◆ Do this ◆
How long was the juvenile holotype specimen, according to the Lourinhanosaurus profile?

◆ Source excerpt ◆

Type Species: Lourinhanosaurus antunesi
Classification: Dinosauria - Saurischia - Theropoda - Carnosauria - Megalosauroidea
Time Period: Late Jurassic 
Location: Europe (Portugal)
Diet: Carnivore   

The theropod Lourinhanosaurus prowled the wooded islands of southwest Europe during the Late Jurassic. Contemporary dinosaurs in this environment included the theropods Lusovenator (a carcharodontosaur), Torvosaurus, and Allosaurus; the sauropods Oceanotitan, Supersaurus, and Zby; the stegosaurs Dacentrurus and Miragaia; and the ornithopods Draconyx and Dryosaurus. Lourinhanosaurus’ classification is murky: was it an allosaur? a megalosaur? something in between? The current consensus has swung towards it being a megalosaur. The holotype specimen, discovered in Portugal, belonged to a juvenile around fifteen years old and stretched fourteen feet snout-to-tail. Adults may have grown up to twenty-six feet in length. Dinosaur eggs and embryos, believed to belong to Lourinhanosaurus on the grounds that they were found near the Lourinhanosaurus type specimen, have been discovered; these eggs were around thirteen centimeters long, and the nest contained over a hundred of them!

◆ Supplied records ◆
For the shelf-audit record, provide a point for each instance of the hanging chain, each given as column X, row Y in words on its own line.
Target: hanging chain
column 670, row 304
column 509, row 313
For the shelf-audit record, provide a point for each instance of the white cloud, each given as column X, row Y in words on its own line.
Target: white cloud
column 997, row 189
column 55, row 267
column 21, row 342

--

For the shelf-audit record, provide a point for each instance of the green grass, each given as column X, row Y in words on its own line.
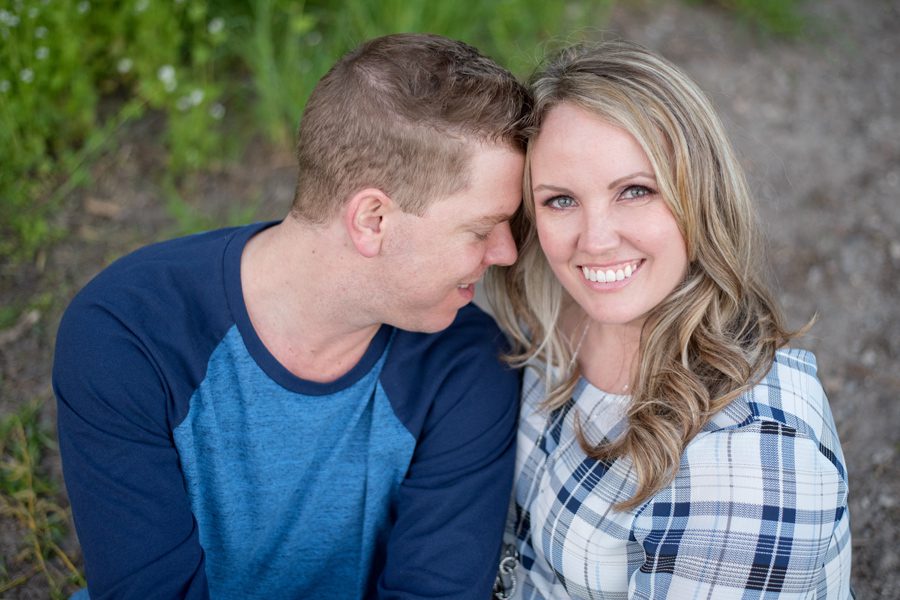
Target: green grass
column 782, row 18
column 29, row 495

◆ Finished task ◆
Fourteen feet from snout to tail.